The Last Stream: Unraveling the Mysterious Death of Smokies Hiker Jenny Bennett

Jenny Bennett died in the flowing waters of Porters Creek, her body shutting down from a toxic dose of diphenhydramine before succumbing to hypothermia from exposure.

She’d been missing a week before her disappearance was reported and a search began. Officials found her body about four miles up the trail, in a place that’s a gateway to some of the Great Smoky Mountains National Park’s most unusual and challenging terrain.

The death of the well-known 62-year-old shook the Smoky Mountains Hiking Club and outdoor community throughout Appalachia. Jenny Bennett always wanted to know what was over the next ridge.

§ QUESTIONS
A - Using the account of Jenny Bennett's death, decide whether each statement agrees with it: (i) Her body was found about four miles up the trail. (ii) Her disappearance was reported on the day she went missing. (iii) She was 52 years old when she died. For each, answer yes or no and quote the words from the account that decide it.
B - Proceed with the account of Jenny Bennett's death in the Smokies, beginning right after its last sentence.
The items that come next are a separate body of material that has nothing to do with the account of Jenny Bennett's death.

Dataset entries
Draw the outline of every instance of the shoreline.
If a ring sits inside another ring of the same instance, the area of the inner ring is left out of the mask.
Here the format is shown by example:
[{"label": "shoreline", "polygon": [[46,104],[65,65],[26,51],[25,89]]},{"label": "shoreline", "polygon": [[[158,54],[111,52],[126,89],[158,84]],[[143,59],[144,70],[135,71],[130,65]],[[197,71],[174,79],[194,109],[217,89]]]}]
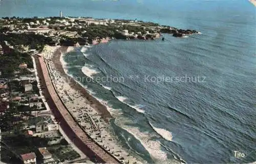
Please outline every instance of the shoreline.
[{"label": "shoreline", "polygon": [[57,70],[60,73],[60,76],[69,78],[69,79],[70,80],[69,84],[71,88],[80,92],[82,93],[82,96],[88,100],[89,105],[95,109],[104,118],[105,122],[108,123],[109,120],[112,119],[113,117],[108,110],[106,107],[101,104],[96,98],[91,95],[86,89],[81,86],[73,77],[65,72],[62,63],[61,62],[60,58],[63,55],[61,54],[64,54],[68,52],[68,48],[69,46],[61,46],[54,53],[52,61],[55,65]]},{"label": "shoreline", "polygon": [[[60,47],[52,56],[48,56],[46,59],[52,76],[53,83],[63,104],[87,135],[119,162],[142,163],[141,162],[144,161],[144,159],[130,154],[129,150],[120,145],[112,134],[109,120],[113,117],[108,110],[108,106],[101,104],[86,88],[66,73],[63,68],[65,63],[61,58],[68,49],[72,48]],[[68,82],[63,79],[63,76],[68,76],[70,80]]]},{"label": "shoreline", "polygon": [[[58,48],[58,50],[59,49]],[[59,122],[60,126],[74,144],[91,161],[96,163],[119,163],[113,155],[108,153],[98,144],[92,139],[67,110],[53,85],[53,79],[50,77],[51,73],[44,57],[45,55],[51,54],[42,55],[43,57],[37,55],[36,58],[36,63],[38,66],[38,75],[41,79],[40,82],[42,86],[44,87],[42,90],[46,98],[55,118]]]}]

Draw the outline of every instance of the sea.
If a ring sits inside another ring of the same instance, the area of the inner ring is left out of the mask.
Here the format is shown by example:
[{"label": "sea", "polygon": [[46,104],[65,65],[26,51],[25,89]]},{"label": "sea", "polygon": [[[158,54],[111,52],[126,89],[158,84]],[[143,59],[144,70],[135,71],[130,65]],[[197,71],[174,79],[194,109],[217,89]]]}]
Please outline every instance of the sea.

§ ANSWERS
A -
(i) Yes: "Officials found her body about four miles up the trail"
(ii) No: "She’d been missing a week before her disappearance was reported and a search began."
(iii) No: "The death of the well-known 62-year-old shook the Smoky Mountains Hiking Club"

B -
Since the early ’80s, she explored huge swaths of Great Smoky Mountains National Park, seeking out challenging technical hikes and enjoying the journey as much as the destination. Bennett documented many of her hikes on her blog “Endless Streams and Forests” and participated as an active and much-loved member of the Smoky Mountains Hiking Club, both in the ’80s and then again when she returned to the area in 2010.

She explored mountains in California, Colorado, New England, and New York, but she wrote on her website that the “Smokies were my formative influence, involving rockhopping up rhododendron-choked streams in dark mysterious forests of giant tulip poplars and hemlocks.”